> DATA FOR THIS EXERCISE:
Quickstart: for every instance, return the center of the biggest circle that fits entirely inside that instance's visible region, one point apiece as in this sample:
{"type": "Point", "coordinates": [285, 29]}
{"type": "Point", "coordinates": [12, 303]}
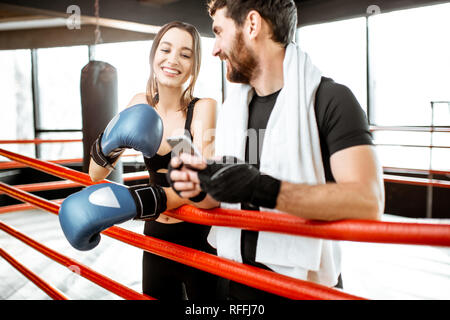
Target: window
{"type": "Point", "coordinates": [59, 72]}
{"type": "Point", "coordinates": [409, 56]}
{"type": "Point", "coordinates": [338, 49]}
{"type": "Point", "coordinates": [16, 121]}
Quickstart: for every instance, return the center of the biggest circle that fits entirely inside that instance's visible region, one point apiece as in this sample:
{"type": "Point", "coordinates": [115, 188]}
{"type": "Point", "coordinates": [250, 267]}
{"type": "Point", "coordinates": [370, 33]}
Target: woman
{"type": "Point", "coordinates": [174, 67]}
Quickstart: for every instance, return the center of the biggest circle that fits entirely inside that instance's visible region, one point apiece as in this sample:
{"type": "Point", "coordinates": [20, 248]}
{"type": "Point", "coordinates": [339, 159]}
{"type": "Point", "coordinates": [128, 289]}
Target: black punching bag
{"type": "Point", "coordinates": [99, 105]}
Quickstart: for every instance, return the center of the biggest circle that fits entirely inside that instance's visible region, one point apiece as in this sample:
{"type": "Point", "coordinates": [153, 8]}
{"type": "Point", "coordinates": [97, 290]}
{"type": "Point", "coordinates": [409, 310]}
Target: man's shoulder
{"type": "Point", "coordinates": [330, 90]}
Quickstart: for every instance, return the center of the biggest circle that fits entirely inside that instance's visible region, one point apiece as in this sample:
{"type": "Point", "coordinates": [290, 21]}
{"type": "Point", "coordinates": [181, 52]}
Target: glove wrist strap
{"type": "Point", "coordinates": [98, 156]}
{"type": "Point", "coordinates": [266, 192]}
{"type": "Point", "coordinates": [151, 201]}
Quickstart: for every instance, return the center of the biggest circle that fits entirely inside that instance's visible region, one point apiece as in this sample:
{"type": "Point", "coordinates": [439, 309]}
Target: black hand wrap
{"type": "Point", "coordinates": [198, 198]}
{"type": "Point", "coordinates": [150, 200]}
{"type": "Point", "coordinates": [105, 161]}
{"type": "Point", "coordinates": [233, 181]}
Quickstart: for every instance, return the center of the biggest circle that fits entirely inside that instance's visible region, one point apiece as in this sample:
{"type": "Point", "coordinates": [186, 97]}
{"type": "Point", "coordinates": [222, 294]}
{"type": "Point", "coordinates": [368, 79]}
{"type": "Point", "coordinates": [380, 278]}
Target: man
{"type": "Point", "coordinates": [303, 139]}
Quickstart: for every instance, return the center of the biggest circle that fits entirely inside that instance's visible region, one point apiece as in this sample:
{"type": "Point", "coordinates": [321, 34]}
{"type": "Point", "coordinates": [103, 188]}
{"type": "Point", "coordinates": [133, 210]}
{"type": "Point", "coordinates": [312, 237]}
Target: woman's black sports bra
{"type": "Point", "coordinates": [157, 162]}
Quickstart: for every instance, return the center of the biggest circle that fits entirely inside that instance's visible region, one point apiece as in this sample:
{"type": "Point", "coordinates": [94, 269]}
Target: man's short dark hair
{"type": "Point", "coordinates": [280, 14]}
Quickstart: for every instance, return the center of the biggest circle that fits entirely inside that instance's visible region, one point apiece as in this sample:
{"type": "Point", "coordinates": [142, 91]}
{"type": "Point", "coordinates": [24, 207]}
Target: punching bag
{"type": "Point", "coordinates": [99, 104]}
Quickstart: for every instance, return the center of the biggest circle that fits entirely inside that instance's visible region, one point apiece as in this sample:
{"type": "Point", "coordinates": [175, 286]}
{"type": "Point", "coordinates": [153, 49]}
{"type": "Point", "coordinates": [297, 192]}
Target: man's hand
{"type": "Point", "coordinates": [226, 179]}
{"type": "Point", "coordinates": [183, 175]}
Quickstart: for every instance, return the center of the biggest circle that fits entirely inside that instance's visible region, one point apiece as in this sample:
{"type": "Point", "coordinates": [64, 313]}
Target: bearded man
{"type": "Point", "coordinates": [287, 140]}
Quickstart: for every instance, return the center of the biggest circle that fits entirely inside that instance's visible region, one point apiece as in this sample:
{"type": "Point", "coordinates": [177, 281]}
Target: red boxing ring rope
{"type": "Point", "coordinates": [261, 279]}
{"type": "Point", "coordinates": [351, 230]}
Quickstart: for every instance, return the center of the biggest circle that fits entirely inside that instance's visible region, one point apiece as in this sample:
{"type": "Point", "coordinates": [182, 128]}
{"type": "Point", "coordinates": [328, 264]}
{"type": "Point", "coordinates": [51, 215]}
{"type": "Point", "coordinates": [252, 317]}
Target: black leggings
{"type": "Point", "coordinates": [166, 279]}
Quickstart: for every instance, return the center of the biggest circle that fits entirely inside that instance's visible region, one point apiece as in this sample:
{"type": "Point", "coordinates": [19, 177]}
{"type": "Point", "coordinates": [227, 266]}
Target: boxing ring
{"type": "Point", "coordinates": [396, 233]}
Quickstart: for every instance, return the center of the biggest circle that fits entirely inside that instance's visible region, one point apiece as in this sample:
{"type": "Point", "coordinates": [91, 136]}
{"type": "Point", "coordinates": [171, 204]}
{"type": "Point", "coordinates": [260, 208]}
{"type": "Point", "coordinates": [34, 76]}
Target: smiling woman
{"type": "Point", "coordinates": [174, 67]}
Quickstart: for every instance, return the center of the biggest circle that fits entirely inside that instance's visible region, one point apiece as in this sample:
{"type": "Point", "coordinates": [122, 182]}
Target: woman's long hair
{"type": "Point", "coordinates": [152, 85]}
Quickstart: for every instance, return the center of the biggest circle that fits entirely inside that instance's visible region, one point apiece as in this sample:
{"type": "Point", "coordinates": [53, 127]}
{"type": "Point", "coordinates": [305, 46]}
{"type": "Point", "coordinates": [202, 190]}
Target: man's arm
{"type": "Point", "coordinates": [357, 194]}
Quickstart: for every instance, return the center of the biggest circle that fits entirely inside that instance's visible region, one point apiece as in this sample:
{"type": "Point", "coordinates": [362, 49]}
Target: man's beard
{"type": "Point", "coordinates": [243, 64]}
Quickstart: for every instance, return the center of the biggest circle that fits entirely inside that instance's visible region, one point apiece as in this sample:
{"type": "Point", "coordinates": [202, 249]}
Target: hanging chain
{"type": "Point", "coordinates": [97, 32]}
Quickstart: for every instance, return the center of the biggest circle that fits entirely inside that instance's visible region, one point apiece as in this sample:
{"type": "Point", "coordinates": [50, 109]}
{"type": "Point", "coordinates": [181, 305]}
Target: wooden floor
{"type": "Point", "coordinates": [374, 271]}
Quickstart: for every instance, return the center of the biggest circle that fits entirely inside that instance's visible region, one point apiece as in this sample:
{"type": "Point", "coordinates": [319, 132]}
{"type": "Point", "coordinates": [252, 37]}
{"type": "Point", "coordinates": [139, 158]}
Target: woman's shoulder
{"type": "Point", "coordinates": [138, 98]}
{"type": "Point", "coordinates": [205, 103]}
{"type": "Point", "coordinates": [205, 109]}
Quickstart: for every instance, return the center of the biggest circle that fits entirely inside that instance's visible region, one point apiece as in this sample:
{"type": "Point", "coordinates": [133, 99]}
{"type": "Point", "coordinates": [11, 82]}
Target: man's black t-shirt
{"type": "Point", "coordinates": [341, 122]}
{"type": "Point", "coordinates": [340, 119]}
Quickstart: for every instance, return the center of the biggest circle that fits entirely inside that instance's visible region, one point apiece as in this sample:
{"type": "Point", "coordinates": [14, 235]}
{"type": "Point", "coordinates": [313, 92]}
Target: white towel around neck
{"type": "Point", "coordinates": [290, 152]}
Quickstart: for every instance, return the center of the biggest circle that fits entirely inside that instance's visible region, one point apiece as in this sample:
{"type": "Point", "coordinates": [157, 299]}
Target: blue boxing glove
{"type": "Point", "coordinates": [138, 127]}
{"type": "Point", "coordinates": [84, 214]}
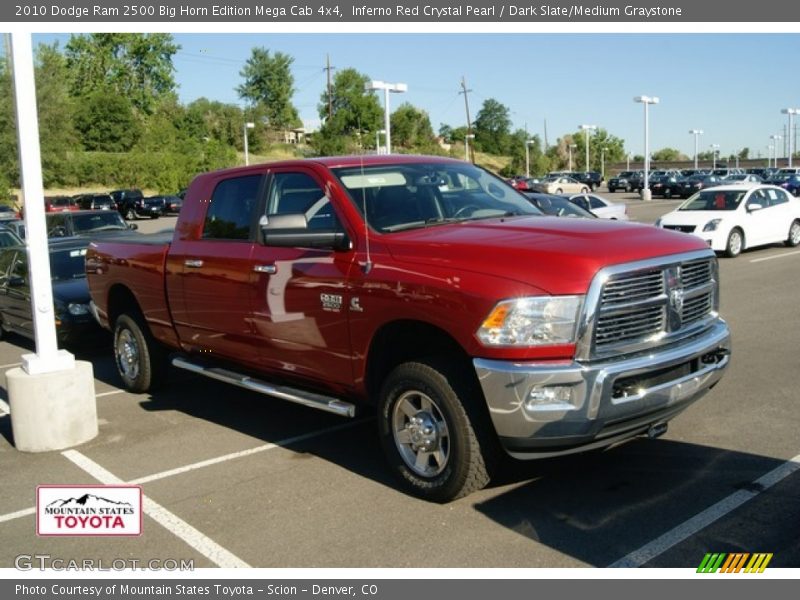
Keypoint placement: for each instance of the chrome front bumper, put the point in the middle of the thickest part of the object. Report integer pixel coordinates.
(598, 403)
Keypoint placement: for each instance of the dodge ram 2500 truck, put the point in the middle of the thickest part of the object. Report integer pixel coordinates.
(430, 290)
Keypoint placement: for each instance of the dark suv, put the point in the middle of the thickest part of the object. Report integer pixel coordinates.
(131, 205)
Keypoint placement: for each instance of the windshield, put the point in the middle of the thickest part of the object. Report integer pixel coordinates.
(714, 200)
(68, 264)
(406, 196)
(98, 222)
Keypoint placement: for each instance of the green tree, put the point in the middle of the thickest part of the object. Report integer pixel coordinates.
(356, 112)
(137, 66)
(269, 85)
(492, 127)
(411, 128)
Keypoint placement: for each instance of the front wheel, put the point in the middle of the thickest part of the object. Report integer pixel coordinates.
(794, 234)
(432, 433)
(735, 243)
(141, 361)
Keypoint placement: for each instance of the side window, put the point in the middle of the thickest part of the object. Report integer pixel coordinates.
(230, 213)
(293, 193)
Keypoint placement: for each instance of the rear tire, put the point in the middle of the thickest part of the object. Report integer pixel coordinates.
(433, 434)
(794, 234)
(140, 359)
(735, 243)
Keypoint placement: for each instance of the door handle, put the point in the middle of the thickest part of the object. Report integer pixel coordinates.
(268, 269)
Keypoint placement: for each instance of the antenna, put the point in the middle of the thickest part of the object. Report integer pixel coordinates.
(367, 265)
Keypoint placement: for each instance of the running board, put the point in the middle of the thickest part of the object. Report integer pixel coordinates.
(310, 399)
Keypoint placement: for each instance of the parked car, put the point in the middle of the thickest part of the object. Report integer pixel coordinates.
(560, 185)
(9, 237)
(731, 218)
(557, 206)
(622, 181)
(74, 322)
(86, 223)
(131, 205)
(597, 205)
(95, 202)
(169, 205)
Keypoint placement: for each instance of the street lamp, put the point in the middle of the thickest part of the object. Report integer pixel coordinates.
(791, 112)
(696, 133)
(247, 126)
(397, 88)
(603, 163)
(528, 157)
(714, 150)
(586, 129)
(378, 135)
(467, 138)
(647, 101)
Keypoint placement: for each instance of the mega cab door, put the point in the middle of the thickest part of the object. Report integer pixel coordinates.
(300, 296)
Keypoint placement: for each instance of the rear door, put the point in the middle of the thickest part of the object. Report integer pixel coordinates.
(300, 296)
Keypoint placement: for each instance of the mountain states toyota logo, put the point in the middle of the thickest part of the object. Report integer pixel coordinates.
(88, 510)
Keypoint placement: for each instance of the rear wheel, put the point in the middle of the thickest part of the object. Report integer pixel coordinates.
(140, 360)
(794, 234)
(433, 435)
(735, 243)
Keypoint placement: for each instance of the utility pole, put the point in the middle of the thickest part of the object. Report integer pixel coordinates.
(329, 68)
(465, 91)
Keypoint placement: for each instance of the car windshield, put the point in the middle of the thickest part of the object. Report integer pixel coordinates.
(99, 221)
(411, 195)
(714, 200)
(67, 264)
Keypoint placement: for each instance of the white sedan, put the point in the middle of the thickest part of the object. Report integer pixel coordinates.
(605, 209)
(731, 218)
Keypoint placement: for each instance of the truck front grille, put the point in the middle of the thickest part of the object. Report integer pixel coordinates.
(652, 305)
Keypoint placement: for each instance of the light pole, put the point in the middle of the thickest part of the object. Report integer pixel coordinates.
(696, 133)
(528, 157)
(714, 150)
(396, 88)
(775, 139)
(467, 138)
(791, 112)
(603, 163)
(647, 101)
(586, 130)
(247, 126)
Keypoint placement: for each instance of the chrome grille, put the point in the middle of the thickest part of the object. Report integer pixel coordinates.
(643, 307)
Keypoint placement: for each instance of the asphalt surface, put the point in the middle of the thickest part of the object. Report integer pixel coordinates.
(271, 484)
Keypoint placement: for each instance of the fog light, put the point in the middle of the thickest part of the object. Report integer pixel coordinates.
(557, 397)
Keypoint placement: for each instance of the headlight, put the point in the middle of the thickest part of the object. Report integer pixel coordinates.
(78, 309)
(536, 321)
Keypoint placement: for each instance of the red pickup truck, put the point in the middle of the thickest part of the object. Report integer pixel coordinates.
(430, 290)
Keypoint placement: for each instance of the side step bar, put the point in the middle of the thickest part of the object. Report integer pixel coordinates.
(310, 399)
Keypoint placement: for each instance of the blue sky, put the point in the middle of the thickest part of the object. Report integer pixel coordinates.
(732, 86)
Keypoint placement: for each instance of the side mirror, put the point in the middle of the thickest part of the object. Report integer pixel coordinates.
(291, 231)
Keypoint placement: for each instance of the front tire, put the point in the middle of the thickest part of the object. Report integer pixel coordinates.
(140, 360)
(735, 243)
(432, 431)
(794, 234)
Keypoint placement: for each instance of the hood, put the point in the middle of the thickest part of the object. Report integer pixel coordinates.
(558, 255)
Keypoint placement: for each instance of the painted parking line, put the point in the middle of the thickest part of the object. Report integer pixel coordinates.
(234, 455)
(649, 551)
(171, 522)
(784, 255)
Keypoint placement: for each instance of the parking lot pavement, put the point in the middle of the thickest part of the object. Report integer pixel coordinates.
(236, 479)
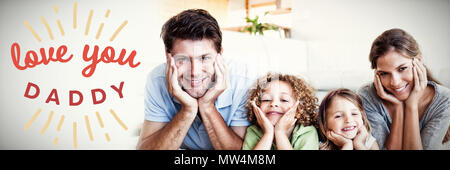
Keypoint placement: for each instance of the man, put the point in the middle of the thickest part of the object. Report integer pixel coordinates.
(194, 101)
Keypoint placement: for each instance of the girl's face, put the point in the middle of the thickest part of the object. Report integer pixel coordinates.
(277, 98)
(396, 74)
(343, 117)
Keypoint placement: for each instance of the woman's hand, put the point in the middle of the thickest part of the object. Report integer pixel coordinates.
(339, 140)
(360, 138)
(420, 83)
(383, 94)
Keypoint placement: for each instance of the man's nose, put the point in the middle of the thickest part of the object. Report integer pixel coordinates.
(196, 68)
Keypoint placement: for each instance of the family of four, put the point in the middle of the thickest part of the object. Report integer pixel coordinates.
(196, 100)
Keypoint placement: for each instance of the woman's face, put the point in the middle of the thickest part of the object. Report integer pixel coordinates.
(343, 117)
(396, 74)
(277, 98)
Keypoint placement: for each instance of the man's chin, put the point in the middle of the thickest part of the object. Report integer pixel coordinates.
(196, 93)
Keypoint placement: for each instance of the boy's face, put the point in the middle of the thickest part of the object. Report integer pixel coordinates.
(343, 117)
(277, 98)
(194, 60)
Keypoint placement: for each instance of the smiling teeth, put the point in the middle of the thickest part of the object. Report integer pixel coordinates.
(400, 89)
(349, 128)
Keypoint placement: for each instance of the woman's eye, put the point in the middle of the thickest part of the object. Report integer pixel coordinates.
(204, 58)
(402, 68)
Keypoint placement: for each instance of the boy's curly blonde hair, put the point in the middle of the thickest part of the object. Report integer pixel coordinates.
(302, 91)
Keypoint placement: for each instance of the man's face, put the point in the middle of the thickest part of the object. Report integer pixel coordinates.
(194, 60)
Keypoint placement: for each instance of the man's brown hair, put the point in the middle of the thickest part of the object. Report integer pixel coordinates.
(192, 24)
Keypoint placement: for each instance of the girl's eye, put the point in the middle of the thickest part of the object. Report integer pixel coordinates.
(204, 58)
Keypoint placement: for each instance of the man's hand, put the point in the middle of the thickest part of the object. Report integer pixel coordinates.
(360, 138)
(188, 103)
(220, 85)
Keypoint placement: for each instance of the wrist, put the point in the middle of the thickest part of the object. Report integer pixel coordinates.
(191, 110)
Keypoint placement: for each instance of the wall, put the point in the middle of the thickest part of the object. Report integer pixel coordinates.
(339, 35)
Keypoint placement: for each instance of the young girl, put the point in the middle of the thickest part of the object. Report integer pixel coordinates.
(282, 110)
(343, 122)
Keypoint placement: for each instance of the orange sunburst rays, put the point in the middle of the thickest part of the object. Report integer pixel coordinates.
(60, 26)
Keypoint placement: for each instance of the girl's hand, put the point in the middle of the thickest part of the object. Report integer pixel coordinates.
(360, 138)
(339, 140)
(288, 120)
(262, 120)
(382, 93)
(420, 83)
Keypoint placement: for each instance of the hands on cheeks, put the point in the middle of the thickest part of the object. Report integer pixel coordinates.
(221, 82)
(420, 82)
(262, 120)
(288, 120)
(174, 88)
(188, 102)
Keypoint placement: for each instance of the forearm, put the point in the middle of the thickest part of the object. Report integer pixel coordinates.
(395, 138)
(172, 135)
(282, 141)
(411, 131)
(220, 135)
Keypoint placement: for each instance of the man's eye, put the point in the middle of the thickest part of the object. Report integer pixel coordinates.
(204, 58)
(402, 68)
(382, 74)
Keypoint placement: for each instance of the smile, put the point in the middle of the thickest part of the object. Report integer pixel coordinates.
(273, 113)
(349, 128)
(399, 90)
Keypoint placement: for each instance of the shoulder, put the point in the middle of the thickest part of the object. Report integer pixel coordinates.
(441, 101)
(367, 91)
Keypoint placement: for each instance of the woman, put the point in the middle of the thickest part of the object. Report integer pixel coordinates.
(406, 106)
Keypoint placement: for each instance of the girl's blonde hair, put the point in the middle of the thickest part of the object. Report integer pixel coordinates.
(326, 102)
(302, 91)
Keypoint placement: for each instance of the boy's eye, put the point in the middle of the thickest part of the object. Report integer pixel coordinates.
(205, 58)
(382, 73)
(354, 113)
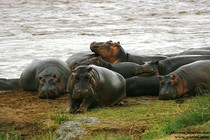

> STATED PROBLEM: Which lines in the material above contain the word "chrome"? Pick out every one of them and copy each line in full.

> EXERCISE RESPONSE:
Keypoint placement: for each instance of the chrome front bumper, put the point in the middle of the thickest part of the object. Report integer pixel coordinates.
Keypoint placement: for each instance of the chrome grille, put the point in the middle of the thickest part of the object. Report integer pixel coordinates.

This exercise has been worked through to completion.